— Start of Entries provided —

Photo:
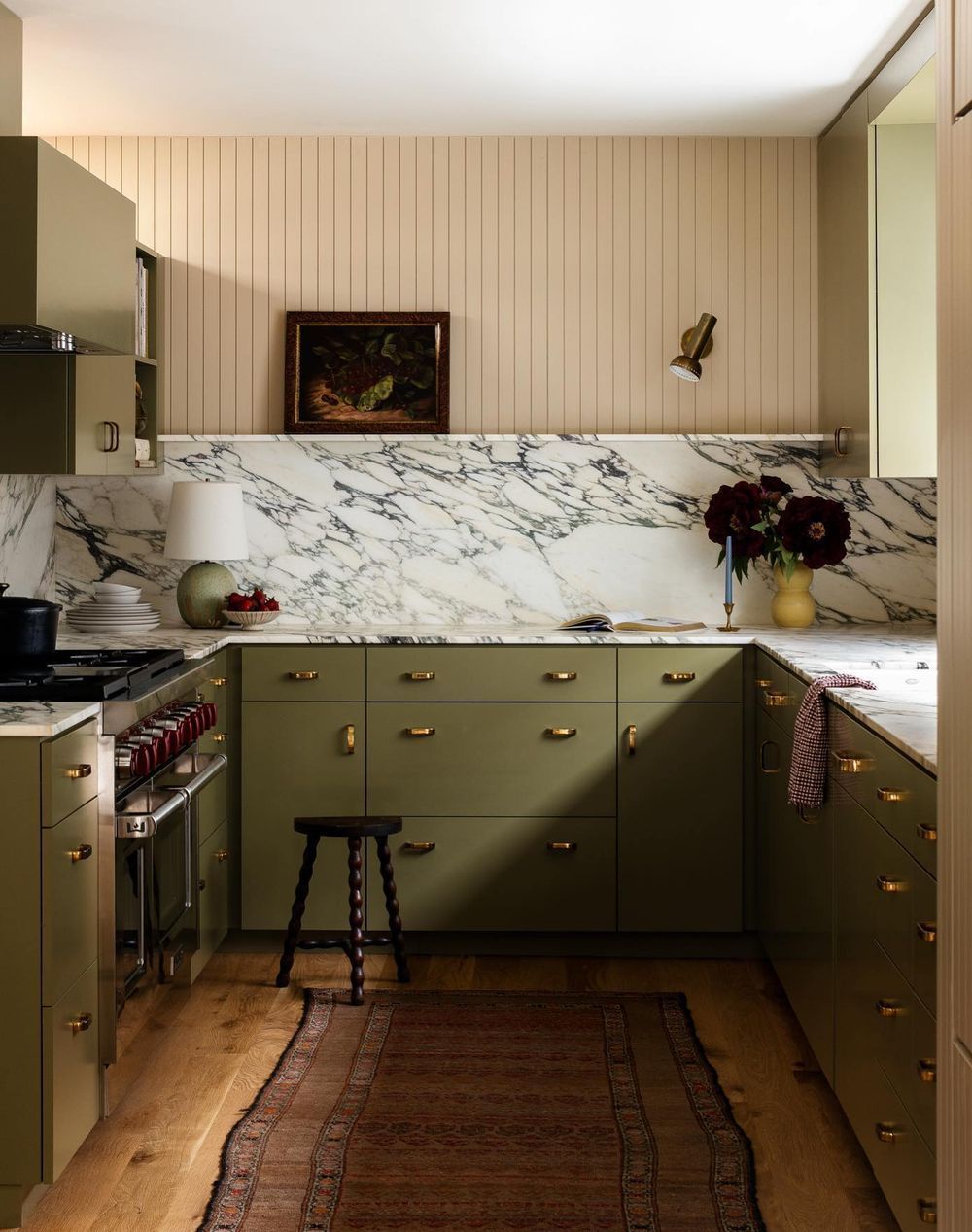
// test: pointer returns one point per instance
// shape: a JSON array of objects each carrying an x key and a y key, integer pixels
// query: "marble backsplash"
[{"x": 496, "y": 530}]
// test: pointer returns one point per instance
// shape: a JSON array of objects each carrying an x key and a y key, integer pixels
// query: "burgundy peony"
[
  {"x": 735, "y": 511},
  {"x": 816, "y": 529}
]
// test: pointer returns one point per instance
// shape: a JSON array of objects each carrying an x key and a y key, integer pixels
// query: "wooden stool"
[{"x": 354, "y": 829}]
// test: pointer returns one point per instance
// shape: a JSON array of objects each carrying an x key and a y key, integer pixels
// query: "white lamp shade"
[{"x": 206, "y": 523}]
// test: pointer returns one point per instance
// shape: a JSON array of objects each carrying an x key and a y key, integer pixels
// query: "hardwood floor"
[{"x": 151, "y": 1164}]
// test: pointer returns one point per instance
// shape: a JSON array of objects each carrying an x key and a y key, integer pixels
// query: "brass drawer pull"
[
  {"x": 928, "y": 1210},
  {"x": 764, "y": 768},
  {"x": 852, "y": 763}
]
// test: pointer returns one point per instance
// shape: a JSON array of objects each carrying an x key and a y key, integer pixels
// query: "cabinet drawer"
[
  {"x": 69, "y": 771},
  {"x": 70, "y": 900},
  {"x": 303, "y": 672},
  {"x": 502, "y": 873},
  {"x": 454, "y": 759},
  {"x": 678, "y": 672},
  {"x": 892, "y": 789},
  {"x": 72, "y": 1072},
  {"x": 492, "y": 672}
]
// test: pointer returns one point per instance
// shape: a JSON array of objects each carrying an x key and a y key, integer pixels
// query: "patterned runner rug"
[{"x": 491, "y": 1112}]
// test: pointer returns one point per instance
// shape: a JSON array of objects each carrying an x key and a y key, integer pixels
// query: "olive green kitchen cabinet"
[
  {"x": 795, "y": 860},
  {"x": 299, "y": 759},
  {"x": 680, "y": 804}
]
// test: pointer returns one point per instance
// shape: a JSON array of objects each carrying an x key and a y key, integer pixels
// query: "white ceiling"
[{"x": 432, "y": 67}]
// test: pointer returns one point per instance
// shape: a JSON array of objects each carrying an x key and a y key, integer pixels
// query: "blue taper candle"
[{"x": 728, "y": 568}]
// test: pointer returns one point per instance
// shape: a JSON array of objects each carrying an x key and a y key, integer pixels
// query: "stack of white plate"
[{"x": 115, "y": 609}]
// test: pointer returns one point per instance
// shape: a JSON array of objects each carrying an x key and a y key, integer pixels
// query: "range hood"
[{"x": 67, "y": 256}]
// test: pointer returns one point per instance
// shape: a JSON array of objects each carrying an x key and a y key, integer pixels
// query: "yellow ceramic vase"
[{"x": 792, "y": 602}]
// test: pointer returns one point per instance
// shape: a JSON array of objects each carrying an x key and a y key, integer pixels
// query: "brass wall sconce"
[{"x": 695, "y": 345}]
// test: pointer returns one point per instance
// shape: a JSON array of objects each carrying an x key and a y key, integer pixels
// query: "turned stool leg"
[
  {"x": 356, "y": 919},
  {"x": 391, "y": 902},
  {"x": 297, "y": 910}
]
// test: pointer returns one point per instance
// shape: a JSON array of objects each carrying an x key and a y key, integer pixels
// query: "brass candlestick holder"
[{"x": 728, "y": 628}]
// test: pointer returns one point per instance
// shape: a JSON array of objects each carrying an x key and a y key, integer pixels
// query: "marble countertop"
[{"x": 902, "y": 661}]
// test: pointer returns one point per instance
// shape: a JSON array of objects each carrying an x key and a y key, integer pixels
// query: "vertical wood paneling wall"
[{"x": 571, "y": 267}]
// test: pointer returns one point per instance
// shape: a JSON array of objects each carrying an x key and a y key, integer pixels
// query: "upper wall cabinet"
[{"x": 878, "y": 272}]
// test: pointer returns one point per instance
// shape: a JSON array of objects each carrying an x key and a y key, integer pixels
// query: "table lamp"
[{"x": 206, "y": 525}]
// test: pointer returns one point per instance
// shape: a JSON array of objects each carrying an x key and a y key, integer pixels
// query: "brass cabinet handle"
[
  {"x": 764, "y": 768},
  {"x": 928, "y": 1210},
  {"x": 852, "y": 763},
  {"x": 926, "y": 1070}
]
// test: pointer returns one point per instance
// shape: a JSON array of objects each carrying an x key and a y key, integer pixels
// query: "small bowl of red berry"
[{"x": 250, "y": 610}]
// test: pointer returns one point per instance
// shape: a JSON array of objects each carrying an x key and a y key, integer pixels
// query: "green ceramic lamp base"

— End of Entries provided —

§ What is being asked
Exclude the pictures and transcribe all of the entries exactly.

§ Exercise response
Photo:
// test: pointer returns one point per instance
// shape: a JSON array of objects each carrying an x key and a y key, integer pixels
// query: "marble backsplash"
[{"x": 496, "y": 530}]
// test: pointer returns one point per instance
// shape: a JSON array of objects each carrying an x key and a y key, integer pixels
// query: "burgundy peony"
[
  {"x": 735, "y": 511},
  {"x": 816, "y": 529}
]
// test: pointer returns one point per instance
// shape: a JSON array of objects each carrying an x key and a y key, integer pixels
// query: "wooden stool"
[{"x": 354, "y": 829}]
// test: pointer returns one point per instance
// shape: a JSON array of objects each carrying an x key and a y key, integer pixels
// query: "white lamp shade"
[{"x": 206, "y": 523}]
// test: pointer returns one point per instance
// shape: a JSON array of objects each carrying an x key and a y key, integer pixels
// query: "hardwood floor"
[{"x": 151, "y": 1164}]
// test: pointer returns one point per instance
// shape: a JSON array of objects each carrying an x key and a y key, integer pixels
// query: "brass drawer pull"
[
  {"x": 928, "y": 1210},
  {"x": 764, "y": 768},
  {"x": 852, "y": 763}
]
// test: pointer returns one point per instance
// shape: a JSON array of objects each carrying an x key and a y key, integer pixels
// query: "cabinet drawer"
[
  {"x": 69, "y": 771},
  {"x": 70, "y": 900},
  {"x": 303, "y": 672},
  {"x": 502, "y": 873},
  {"x": 454, "y": 759},
  {"x": 678, "y": 672},
  {"x": 892, "y": 789},
  {"x": 72, "y": 1072},
  {"x": 492, "y": 672}
]
// test: pointer returns one point per instance
// shape: a JSON array of objects each carrying an x key and a y key, integer pixels
// query: "patterned runner rug"
[{"x": 491, "y": 1112}]
// test: pointer returns one point per instance
// shape: a JSON array of objects each carrying an x key and a y key, integer pixels
// query: "olive green kitchen cabinet"
[
  {"x": 795, "y": 860},
  {"x": 299, "y": 759},
  {"x": 680, "y": 804}
]
// test: pointer returns one point per instance
// shape: a JSON array of objects each carrying an x key and a y key, integer pixels
// query: "white ceiling"
[{"x": 432, "y": 67}]
// test: pointer returns one point per instance
// shape: a JSON array of objects each carrying an x key and a y key, integer pixels
// query: "blue taper candle"
[{"x": 728, "y": 568}]
// test: pointer returns one point per instance
// shape: a JSON array of objects each carrying an x key and a y key, integer pixels
// query: "stack of white plate"
[{"x": 115, "y": 609}]
// test: pointer returns one point per instance
// shape: a JSON array of objects each carrying an x key and a y key, integer pixels
// query: "range hood"
[{"x": 67, "y": 256}]
// test: pointer returns one point per instance
// shape: a JSON array of objects each carrying an x key and a y key, integer pixels
// query: "yellow ceramic vase"
[{"x": 792, "y": 602}]
// test: pointer returns one point per instance
// shape: a JSON array of objects each carrying an x key and a y key, integer pixels
// query: "brass wall sconce"
[{"x": 695, "y": 345}]
// test: pointer returns one point per instance
// shape: a JSON array of objects each carrying an x key and a y key, integer pixels
// query: "turned stool leg"
[
  {"x": 356, "y": 919},
  {"x": 391, "y": 902},
  {"x": 297, "y": 910}
]
// test: pointer returns one point per instance
// shape: a JSON array of objects each carrying an x key and a y key, integer pixels
// query: "brass candlestick holder"
[{"x": 728, "y": 628}]
// test: pointer returns one point per instance
// shape: a JSON array of objects each carrying an x key and a y key, integer pixels
// query: "marble countertop"
[{"x": 902, "y": 661}]
// test: pointer returns one point per instance
// shape: a JSON array of objects each carrying an x key and a y key, integer pixels
// query: "vertical wood paneling wall"
[{"x": 571, "y": 267}]
// test: pointer returns one point per instance
// shape: a JSON array of objects each carrying an x key and a y key, integer pixels
// query: "upper wall cabinet"
[{"x": 878, "y": 272}]
// test: pointer returns one point per instance
// shape: a JSON array of objects each carrying an x key and a y key, integer pixels
// query: "table lamp"
[{"x": 206, "y": 525}]
// test: pointer returns one point per instance
// shape: a JSON array of objects each carrying an x key and a y key, integer pixels
// query: "brass cabinet handle"
[
  {"x": 764, "y": 768},
  {"x": 928, "y": 1210},
  {"x": 852, "y": 763},
  {"x": 926, "y": 1070}
]
// test: pointer returns one point per instance
// shape: a JSON array of objects each carrying an x key and a y key, integer pixels
// query: "small bowl of red berry"
[{"x": 250, "y": 610}]
// test: pointer returns one point per instance
// shape: a JSON array of objects each carrying an x key and a y key, integer pixels
// query: "green ceramic lamp base"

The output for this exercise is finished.